▶ [PAGE EXCERPT]
July 29, 2009
WHAT:
UCSF Children’s Hospital will celebrate children and their families at the 14th annual Pediatric Transplant Picnic. Attending will be children – from infants to teens – who have had kidney, liver or intestinal transplants, children who are awaiting transplants, their families and their organ donors. This year’s picnic will have a circus theme, featuring a performance by the San Francisco School of Circus Arts, as well as a costume contest, dancing, face painting, kayaking, piñatas and crafts. Some 250 attendees from the Bay Area and throughout the country are expected to attend.
WHEN:
Saturday, August 1, 2009, from 10 a.m. to 4 p.m.
WHERE:
McNear’s Beach Park, 201 Cantera Way, San Rafael, CA
From Highway 101, take the Central San Rafael exit and go east on Second Street (which becomes San Pedro Road) to Cantera Way.
WHO:
Pediatric transplant patients and their families, organ donors, physicians, nurses, social workers, child life specialists and research coordinators.
CONTACT:
To arrange interviews with UCSF leadership and/or patient families in advance, contact Kate Schoen at (415) 476-2557 or kschoen@pubaff.ucsf.edu. On the day of picnic, contact Chris Mudge at (415) 706-1451.
BACKGROUND INFORMATION:
Pediatric liver and kidney transplant services at UCSF Children’s Hospital are among the oldest children’s transplant services in the United States. Children have received transplanted kidneys at UCSF since 1964 and transplanted livers since 1989. UCSF pediatric specialists and transplant surgeons offer leading edge therapies and care for children with failing organs throughout their lives.
One of the nation’s top children’s hospitals, UCSF Children’s Hospital creates an environment where children and their families find compassionate care at the healing edge of scientific discovery, with more than 150 experts in 50 medical specialties serving patients throughout Northern California and beyond. The hospital admits about 5,000 children each year, including 2,000 babies born in the hospital. Medi-Cal patients constitute more than half of the hospital’s patient population.

Saved data entries
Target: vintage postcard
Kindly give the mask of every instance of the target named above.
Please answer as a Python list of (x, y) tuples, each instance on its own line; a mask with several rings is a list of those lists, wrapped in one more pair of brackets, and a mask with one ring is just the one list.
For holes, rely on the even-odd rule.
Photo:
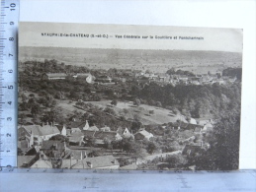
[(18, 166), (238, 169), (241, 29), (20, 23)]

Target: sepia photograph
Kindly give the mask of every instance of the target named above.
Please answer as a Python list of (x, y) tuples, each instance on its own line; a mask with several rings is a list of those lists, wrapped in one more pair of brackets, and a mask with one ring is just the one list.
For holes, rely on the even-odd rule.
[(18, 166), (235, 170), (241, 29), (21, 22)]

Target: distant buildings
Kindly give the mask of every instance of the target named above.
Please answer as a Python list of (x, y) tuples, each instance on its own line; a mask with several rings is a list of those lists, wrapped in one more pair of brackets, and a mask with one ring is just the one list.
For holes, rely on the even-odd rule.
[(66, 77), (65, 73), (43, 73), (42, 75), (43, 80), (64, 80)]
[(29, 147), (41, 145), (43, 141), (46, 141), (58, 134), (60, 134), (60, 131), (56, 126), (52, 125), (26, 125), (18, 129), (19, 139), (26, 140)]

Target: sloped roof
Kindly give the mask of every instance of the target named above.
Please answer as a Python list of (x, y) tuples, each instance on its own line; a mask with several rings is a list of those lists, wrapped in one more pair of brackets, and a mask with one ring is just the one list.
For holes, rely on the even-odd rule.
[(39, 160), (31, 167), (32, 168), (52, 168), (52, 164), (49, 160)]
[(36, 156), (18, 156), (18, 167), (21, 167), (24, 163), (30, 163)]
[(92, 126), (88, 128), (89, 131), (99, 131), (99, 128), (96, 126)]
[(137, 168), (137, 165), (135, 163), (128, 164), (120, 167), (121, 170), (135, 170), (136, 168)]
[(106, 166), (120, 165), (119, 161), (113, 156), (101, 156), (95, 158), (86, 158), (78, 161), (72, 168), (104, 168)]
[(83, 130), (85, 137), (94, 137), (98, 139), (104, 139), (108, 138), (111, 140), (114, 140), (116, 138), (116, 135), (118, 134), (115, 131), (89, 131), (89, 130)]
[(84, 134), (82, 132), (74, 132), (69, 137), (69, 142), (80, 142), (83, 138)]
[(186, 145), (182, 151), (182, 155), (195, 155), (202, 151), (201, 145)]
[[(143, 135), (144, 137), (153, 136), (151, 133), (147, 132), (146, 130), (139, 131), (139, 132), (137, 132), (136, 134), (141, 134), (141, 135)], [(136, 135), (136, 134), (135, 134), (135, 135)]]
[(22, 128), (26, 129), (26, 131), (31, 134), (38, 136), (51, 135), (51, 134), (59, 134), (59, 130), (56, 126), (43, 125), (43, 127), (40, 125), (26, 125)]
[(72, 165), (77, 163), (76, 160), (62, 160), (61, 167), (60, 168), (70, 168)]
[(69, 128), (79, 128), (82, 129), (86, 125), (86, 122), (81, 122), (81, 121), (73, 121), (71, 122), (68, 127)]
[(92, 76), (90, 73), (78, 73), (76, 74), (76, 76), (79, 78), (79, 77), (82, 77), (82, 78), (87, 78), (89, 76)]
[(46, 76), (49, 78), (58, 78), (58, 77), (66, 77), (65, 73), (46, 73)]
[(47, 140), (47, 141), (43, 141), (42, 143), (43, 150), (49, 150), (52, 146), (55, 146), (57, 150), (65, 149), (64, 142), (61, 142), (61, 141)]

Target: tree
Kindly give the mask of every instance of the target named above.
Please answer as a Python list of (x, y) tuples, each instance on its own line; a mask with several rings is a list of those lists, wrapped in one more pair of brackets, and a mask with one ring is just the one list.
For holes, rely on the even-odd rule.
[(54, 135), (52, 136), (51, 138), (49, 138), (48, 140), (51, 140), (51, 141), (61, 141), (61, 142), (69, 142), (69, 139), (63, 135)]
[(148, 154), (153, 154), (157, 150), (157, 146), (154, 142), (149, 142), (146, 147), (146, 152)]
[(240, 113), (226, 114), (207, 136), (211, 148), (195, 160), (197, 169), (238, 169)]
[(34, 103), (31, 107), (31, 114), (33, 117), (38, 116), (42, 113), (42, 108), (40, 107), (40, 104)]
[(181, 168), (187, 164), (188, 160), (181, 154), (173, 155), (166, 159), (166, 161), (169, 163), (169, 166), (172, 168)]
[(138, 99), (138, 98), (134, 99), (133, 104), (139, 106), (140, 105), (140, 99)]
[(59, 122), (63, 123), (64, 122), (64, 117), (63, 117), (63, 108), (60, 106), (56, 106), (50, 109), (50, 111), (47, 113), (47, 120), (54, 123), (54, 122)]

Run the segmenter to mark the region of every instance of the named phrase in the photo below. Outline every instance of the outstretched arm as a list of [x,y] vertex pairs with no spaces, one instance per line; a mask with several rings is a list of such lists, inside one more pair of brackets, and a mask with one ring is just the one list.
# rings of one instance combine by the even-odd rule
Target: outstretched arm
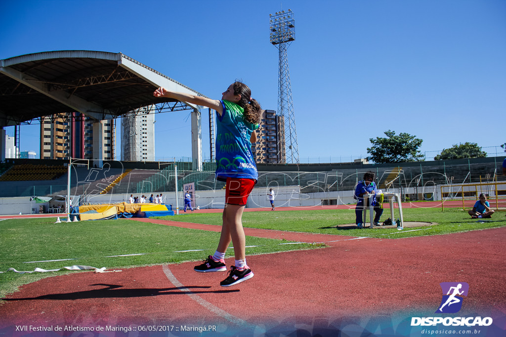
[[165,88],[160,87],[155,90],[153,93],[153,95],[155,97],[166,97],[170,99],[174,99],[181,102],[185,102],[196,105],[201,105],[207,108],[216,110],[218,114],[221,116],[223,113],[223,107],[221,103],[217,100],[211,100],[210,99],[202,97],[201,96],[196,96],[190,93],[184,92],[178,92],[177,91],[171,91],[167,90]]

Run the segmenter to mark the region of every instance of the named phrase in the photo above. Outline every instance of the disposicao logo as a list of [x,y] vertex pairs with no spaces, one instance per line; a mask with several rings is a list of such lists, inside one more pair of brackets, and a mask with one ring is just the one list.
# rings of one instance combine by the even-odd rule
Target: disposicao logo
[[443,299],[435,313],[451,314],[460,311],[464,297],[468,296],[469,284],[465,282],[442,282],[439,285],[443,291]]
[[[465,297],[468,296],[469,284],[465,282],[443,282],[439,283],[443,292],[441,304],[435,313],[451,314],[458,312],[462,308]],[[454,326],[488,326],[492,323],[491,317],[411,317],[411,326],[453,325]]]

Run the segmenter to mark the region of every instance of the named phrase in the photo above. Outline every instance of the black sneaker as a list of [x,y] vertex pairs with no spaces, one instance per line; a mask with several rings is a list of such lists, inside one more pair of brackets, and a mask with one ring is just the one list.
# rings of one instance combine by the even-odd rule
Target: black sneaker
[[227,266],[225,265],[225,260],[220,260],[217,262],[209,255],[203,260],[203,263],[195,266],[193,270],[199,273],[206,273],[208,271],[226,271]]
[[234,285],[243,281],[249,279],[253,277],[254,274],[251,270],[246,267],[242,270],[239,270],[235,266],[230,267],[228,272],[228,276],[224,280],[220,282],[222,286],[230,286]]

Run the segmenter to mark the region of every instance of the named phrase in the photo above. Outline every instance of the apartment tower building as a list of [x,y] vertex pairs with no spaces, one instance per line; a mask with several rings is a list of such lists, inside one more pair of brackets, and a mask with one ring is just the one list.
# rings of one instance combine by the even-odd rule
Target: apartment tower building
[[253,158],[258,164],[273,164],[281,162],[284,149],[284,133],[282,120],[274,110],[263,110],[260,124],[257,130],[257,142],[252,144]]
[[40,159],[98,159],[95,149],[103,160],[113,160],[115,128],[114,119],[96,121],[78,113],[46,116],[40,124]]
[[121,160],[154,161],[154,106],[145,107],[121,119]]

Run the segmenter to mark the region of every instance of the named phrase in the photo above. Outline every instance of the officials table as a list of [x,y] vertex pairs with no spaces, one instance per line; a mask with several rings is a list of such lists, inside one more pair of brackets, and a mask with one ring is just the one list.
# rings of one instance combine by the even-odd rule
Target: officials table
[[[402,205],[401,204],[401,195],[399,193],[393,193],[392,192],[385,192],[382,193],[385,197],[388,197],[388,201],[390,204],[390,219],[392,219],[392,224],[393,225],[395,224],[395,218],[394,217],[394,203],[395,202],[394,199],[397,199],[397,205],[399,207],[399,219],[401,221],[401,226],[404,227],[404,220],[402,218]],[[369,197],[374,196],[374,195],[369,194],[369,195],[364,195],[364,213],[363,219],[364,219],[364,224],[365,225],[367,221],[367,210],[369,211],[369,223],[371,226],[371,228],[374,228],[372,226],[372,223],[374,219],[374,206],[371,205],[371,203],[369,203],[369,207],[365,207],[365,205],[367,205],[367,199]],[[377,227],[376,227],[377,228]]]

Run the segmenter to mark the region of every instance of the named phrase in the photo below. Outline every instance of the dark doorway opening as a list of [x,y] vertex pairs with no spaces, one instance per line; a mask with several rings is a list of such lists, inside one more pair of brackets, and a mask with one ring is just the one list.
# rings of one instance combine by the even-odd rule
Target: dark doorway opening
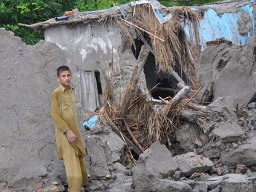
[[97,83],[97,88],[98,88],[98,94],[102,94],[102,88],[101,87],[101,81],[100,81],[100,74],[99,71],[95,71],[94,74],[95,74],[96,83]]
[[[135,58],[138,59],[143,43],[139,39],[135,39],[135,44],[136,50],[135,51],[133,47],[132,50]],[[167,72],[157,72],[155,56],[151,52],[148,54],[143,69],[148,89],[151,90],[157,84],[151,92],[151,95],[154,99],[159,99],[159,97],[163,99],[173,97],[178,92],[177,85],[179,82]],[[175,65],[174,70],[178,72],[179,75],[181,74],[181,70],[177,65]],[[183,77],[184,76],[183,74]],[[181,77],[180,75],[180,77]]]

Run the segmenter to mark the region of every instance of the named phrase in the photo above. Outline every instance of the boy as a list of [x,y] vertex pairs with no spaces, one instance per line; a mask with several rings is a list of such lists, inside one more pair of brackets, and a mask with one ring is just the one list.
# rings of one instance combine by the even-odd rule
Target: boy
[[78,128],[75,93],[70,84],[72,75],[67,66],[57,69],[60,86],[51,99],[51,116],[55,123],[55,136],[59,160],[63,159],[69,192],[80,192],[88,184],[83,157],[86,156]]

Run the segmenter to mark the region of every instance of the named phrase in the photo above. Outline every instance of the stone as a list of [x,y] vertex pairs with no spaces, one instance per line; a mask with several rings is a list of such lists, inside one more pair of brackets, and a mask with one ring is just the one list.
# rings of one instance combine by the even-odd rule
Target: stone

▶ [TASK REQUIREMENTS]
**A)** In the picnic advisory, rewrite the passage from "One of the nation’s" to "hospital’s patient population.", replacing "babies" with "infants".
**B)** Translate this sentence from the picnic advisory into Spanish: "The hospital admits about 5,000 children each year, including 2,000 babies born in the hospital."
**C)** According to the picnic advisory, which activities will the picnic offer besides the circus performance? List them all.

▶ [TASK SOLUTIONS]
**A)**
One of the nation’s top children’s hospitals, UCSF Children’s Hospital creates an environment where children and their families find compassionate care at the healing edge of scientific discovery, with more than 150 experts in 50 medical specialties serving patients throughout Northern California and beyond. The hospital admits about 5,000 children each year, including 2,000 infants born in the hospital. Medi-Cal patients constitute more than half of the hospital’s patient population.

**B)** El hospital admite a unos 5000 niños cada año, incluidos 2000 bebés nacidos en el hospital.

**C)**
- Costume contest
- Dancing
- Face painting
- Kayaking
- Piñatas
- Crafts